→ **PAGE EXTRACT**
══════════

Moby DickMoby Dick wasn’t on my high school reading list, and I’m grateful.  At seventeen I never could have appreciated the novel about revenge, obsession, life and whales.

Today, I loved it, though I can’t recommend it.  Whole sections were a slog, parts were dull, others I couldn’t put down, images were beautiful, comments were poignant and powerful, passages were constantly contradictory, at times I’d reread a section four times not sure what the point was, but positive if I could figure it out, the passage would be filled with meaning.  Melville created moments and pictures that I hope I’ll remember for years.

But one part may have stood out more to me than most Moby Dick readers. It may prove that I am overly obsessed with fascia—the connective tissue that runs through our bodies like sausage casings around every muscle and organ.  That description is merely the tip of the iceberg.   There is so much more to fascia. Call me fascia-fixated.

About halfway through I started reading with renewed vigor when I realized Melville was unknowingly describing the connective tissue and fascia of a whale.  Actually, it shouldn’t come as a surprise because there is nothing about a whale that Melville didn’t describe in great detail.

══════════

→ **ASSIGNMENT**
Write the next part of the essay on Moby Dick and fascia, picking up right after its last sentence.

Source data
══════════

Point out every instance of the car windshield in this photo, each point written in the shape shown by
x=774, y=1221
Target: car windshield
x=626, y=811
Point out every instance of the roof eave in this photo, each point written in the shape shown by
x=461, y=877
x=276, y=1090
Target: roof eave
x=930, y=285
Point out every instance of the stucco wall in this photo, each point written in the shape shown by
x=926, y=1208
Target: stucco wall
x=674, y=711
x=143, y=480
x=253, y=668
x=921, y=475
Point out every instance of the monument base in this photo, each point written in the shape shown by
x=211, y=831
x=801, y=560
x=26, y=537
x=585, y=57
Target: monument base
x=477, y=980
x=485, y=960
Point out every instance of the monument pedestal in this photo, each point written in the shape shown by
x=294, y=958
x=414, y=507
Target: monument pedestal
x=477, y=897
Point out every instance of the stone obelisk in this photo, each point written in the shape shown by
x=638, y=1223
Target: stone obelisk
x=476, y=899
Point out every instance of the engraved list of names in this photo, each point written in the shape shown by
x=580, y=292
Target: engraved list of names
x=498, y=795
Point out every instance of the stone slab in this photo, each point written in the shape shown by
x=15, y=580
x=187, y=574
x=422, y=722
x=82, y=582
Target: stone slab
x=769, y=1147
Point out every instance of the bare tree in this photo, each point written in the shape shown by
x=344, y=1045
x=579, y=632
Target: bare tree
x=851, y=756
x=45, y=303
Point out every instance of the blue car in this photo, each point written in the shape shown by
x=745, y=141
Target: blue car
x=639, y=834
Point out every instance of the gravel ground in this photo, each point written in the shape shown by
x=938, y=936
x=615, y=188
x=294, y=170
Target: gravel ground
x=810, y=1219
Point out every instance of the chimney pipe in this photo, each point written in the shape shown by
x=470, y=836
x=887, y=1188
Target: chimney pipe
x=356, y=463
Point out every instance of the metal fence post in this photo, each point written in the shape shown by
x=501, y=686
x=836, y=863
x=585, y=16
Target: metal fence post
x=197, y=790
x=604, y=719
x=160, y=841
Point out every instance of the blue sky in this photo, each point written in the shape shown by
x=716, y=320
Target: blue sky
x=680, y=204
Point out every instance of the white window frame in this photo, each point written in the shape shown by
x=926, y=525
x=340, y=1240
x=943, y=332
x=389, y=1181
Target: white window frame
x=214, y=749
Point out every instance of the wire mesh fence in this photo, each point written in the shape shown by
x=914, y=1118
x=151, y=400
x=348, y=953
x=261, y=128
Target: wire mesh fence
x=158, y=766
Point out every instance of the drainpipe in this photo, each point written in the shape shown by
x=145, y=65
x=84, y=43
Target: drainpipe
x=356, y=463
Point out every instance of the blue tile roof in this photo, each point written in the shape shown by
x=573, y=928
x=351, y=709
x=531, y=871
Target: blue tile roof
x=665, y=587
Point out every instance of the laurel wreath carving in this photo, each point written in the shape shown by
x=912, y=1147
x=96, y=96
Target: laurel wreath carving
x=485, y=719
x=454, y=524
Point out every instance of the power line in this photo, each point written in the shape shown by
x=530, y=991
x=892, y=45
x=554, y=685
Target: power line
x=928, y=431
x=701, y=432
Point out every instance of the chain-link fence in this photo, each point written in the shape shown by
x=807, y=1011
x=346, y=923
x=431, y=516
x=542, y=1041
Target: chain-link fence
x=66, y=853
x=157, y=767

══════════

→ **TASK OUTPUT**
Melville describes parts of a sperm whale being “naturally divided by an internal wall of a thick tendinous substance.”

“The lower subdivided part, called the junk, is one immense honeycomb of oil, formed by the crossing and re-crossing, into ten thousand infiltrated cells, of tough elastic white fibers throughout its whole extent.”

Fascia is everywhere.

While for years we were adrift, ignoring fascia, only in the past thirty years starting to appreciate how significant and magnificent it is, Melville was admiring it in 1851.

In chapter 77, when describing the whale’s tail (yes, there is a whole chapter devoted to whale tails) he explains, “The entire member seems a dense webbed bed of welded sinews…three distinct strata compose it…”  He unwittingly gives fascia credit for the tails power, strength, elasticity, graceful flexion and easy undulations (his words, not mine).  And though he can’t explain it, he feels like the whale’s sense of touch is concentrated there.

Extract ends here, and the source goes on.